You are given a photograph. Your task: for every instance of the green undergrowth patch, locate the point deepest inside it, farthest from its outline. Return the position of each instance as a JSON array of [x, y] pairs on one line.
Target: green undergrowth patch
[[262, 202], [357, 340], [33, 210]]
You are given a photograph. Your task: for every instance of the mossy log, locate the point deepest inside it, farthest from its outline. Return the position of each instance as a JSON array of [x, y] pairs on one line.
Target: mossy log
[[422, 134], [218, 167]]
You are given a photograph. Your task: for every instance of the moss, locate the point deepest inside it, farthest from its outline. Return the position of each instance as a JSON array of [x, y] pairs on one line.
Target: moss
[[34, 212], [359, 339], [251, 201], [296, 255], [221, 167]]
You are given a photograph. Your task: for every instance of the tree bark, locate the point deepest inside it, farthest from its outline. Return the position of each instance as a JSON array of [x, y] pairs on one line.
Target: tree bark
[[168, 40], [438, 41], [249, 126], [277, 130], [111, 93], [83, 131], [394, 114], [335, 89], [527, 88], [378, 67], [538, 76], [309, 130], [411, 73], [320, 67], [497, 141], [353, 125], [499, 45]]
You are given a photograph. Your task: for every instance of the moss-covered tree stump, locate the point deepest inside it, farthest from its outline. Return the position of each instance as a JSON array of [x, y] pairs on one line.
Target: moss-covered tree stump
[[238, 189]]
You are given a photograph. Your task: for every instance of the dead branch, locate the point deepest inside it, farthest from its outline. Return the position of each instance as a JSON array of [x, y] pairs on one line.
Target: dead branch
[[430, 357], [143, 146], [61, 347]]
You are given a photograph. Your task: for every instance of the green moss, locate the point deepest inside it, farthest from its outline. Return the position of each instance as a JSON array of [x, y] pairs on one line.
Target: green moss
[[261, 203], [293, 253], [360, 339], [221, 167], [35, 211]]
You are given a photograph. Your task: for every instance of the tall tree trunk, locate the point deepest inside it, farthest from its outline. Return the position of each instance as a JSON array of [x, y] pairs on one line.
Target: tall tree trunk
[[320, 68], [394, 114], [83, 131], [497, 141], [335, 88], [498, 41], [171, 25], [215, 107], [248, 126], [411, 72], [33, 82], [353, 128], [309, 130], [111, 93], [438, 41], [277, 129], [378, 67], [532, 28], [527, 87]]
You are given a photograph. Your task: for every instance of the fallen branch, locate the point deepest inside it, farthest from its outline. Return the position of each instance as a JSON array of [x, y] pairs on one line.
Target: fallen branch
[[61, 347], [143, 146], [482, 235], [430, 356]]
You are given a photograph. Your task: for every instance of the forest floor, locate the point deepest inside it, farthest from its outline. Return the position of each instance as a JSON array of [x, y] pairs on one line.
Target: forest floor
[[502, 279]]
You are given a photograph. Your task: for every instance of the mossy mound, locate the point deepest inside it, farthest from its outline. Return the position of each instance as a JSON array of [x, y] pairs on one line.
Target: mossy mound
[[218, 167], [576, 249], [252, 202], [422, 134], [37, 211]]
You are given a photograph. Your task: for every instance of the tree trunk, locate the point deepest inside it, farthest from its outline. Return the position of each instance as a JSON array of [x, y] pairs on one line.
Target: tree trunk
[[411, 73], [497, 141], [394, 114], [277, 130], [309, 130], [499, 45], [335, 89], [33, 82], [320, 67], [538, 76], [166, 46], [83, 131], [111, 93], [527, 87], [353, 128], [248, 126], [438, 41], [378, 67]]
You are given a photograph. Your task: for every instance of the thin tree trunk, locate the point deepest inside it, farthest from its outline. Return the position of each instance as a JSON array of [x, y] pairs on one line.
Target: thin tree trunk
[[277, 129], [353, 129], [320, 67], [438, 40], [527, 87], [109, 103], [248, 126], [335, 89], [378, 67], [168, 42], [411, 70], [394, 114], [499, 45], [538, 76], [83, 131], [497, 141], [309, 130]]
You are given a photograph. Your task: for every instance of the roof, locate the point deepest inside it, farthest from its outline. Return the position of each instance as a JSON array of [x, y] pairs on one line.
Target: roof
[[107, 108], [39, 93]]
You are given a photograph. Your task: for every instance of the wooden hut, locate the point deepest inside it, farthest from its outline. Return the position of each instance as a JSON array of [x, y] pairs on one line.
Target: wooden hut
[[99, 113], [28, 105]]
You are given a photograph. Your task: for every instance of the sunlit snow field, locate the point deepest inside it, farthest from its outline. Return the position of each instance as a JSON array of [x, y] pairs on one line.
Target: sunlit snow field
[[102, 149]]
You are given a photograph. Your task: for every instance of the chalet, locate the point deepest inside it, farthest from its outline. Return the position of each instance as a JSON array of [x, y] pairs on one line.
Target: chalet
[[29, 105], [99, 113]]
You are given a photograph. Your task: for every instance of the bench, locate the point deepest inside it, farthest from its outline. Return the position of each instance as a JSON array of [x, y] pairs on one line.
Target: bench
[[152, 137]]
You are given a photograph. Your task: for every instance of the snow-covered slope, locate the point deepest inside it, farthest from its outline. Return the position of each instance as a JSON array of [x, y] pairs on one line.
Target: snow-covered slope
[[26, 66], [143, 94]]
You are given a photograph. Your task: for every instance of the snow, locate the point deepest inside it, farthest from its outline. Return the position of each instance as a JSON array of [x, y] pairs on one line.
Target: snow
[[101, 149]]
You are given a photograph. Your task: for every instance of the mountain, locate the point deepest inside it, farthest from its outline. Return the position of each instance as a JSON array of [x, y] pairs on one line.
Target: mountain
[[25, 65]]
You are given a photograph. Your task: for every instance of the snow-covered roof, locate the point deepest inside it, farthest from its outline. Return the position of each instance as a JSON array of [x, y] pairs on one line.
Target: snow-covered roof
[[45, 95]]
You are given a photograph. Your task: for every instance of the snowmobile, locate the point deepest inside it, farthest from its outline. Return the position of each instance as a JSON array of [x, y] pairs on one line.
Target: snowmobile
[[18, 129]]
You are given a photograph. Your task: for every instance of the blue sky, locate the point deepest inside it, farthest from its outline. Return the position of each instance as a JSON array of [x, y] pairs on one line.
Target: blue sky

::::

→ Request
Can you reproduce every one of the items above word for word, without changing anything?

→ Task response
You are given a photograph. Your task: for every instance of the green undergrowth patch, locate the point deepest inside it, farthest from its outline. Return the position of each instance as a JSON array of [x, y] pairs on one line.
Target: green undergrowth patch
[[262, 202], [357, 340], [33, 210]]
You are given a photograph. Your task: for every instance of the mossy log, locate the point deepest inside it, farthest from its outline. Return the position of each instance as a JSON array of [x, y] pairs on one line.
Target: mossy log
[[422, 134], [218, 167]]
You are given a photograph. Your task: for every instance of the moss, locate the point deepest inside it, farthest from its outline. Return the position of each instance as a JSON array of [x, y] pairs on one line.
Target: moss
[[34, 212], [359, 339], [251, 201], [296, 255], [221, 167]]
You are given a photograph. Your task: for every instance of the tree bark, locate the point deepest inside it, farthest from its outline. Return the position of each instance as a JSON array of [x, y] pairs on one line.
Target: tree bark
[[168, 40], [438, 41], [249, 126], [277, 130], [111, 93], [83, 131], [394, 114], [335, 89], [527, 88], [378, 67], [538, 76], [309, 130], [411, 73], [320, 67], [497, 141], [353, 125], [499, 45]]
You are given a photograph. Your task: for every instance of the moss-covered tree stump, locate the point deepest inside it, farthest from its outline. Return the position of each instance as a JSON array of [x, y] pairs on one line.
Target: moss-covered tree stump
[[238, 189]]
You are given a photograph. Your task: for every instance of the dead branch, locate the point deepest inside it, farthest from its outline. Return the position of each instance as a JSON array of [x, y] pairs on one line.
Target: dead branch
[[430, 357], [143, 146], [61, 347]]
You are given a photograph. Your task: for every instance of the green moss, locate the point deepest inside it, farthest from its outline. Return the position of each instance as a JSON array of [x, y] pairs on one line.
Target: green moss
[[261, 203], [293, 253], [360, 339], [221, 167], [35, 211]]
You are given a photograph. Your task: for every instance of the tall tree trunk, locate the point deepest inside it, farthest from its outline. Return the position of each instance as a JSON array of [x, y] pairs on one line.
Target: tall tree trunk
[[320, 68], [394, 114], [83, 131], [497, 141], [335, 88], [498, 41], [171, 25], [215, 107], [248, 126], [411, 72], [33, 82], [353, 128], [309, 130], [111, 93], [438, 41], [277, 129], [378, 67], [532, 28], [527, 87]]
You are given a photograph. Your task: for every instance of the fallen branch, locate the point deepest inside it, farthest from its outline. Return the position of each instance as a JSON array of [x, y] pairs on one line.
Target: fallen branch
[[61, 347], [143, 146], [482, 235], [430, 356]]
You are given a photograph. Your task: for every instance of the forest floor, locate the point deepest inside it, farthest from its outline. Return the position of each instance as a JSON array of [x, y] pairs on one line.
Target: forest floor
[[502, 279]]
You are given a photograph. Your task: for every instance of the mossy mound, locate the point deepest inside it, farthest from its outline. Return the position of each instance as a JSON array of [x, y] pairs on one line.
Target: mossy mound
[[218, 167], [576, 249], [252, 202], [422, 134], [37, 211]]
You are given a photograph. Your task: for every instance of the tree trunk, locate the point deepest inside it, farthest from its outline. Return the position of each instance as a JSON array of [x, y] pairs on one line.
Target: tree trunk
[[411, 73], [497, 141], [394, 114], [277, 130], [309, 130], [499, 45], [335, 89], [33, 82], [320, 67], [538, 76], [166, 46], [83, 131], [111, 93], [527, 87], [353, 128], [248, 126], [438, 41], [378, 67]]
You are given a photograph. Your task: for every instance of the thin tree trunk, locate the point deepest inside it, farthest from its outline. Return the position of each instance as a JSON array of [x, y] pairs on one line.
Target: thin tree trunk
[[277, 129], [353, 129], [320, 67], [438, 40], [527, 87], [109, 103], [248, 126], [335, 89], [378, 67], [168, 42], [411, 70], [394, 114], [499, 45], [538, 76], [83, 131], [497, 141], [309, 130]]
You are given a photograph. Your task: for every instance of the roof, locate the point deepest inside it, farthest from its outline. Return the position of each instance as a JSON array of [x, y] pairs on one line.
Target: roof
[[107, 108], [39, 93]]
You are given a photograph. Your task: for every instance of the wooden hut, locate the point deepest inside it, farthest from its outline. Return the position of each instance as a JSON array of [x, y] pairs on one line.
Target: wooden hut
[[99, 113], [28, 105]]
You are given a photograph. Your task: for every instance of the sunlit snow field, locate the point deepest inside it, farthest from its outline. Return the position of each instance as a JSON array of [x, y] pairs on one line.
Target: sunlit snow field
[[102, 149]]
You are given a photograph. Your task: for every instance of the chalet, locate the point deepest inside it, farthest from its outline. Return the position of each instance as a JSON array of [x, y] pairs on one line.
Target: chalet
[[29, 105], [99, 113]]
You are given a photograph. Your task: for every instance of the bench, locate the point deepest inside it, farthest from its outline. Return the position of each instance as a JSON array of [x, y] pairs on one line.
Target: bench
[[152, 137]]
You are given a photograph. Your task: for every instance of the snow-covered slope, locate the point deepest inside it, farthest from its outline. Return the position of each instance as a JSON array of [x, y] pairs on one line.
Target: snow-covered slope
[[26, 66], [143, 94]]
You are given a photograph. Your task: for every instance of the snow, locate the point deepest inside it, farthest from its outline. Return the position of each instance as a JSON array of [x, y] pairs on one line.
Target: snow
[[101, 149]]
You are given a photograph. Your task: for every instance of the mountain, locate the point deepest inside it, farthest from its outline. Return the position of each instance as a JSON array of [x, y] pairs on one line.
Target: mountain
[[25, 65]]
You are given a photograph. Your task: for every instance of the snow-covered roof, locate the point deepest inside it, farthest from its outline. Return the position of each instance as a JSON array of [x, y] pairs on one line.
Target: snow-covered roof
[[45, 95]]
You are given a photograph. Your task: for every instance of the snowmobile, locate the point deepest inside it, farthest from its outline. Return the position of each instance as a JSON array of [x, y] pairs on one line.
Target: snowmobile
[[18, 129]]
You are given a photograph. Your task: for every instance of the blue sky, locate the point deepest inside it, farthest from its outline. Return the position of each instance as a JSON array of [x, y] pairs on one line.
Target: blue sky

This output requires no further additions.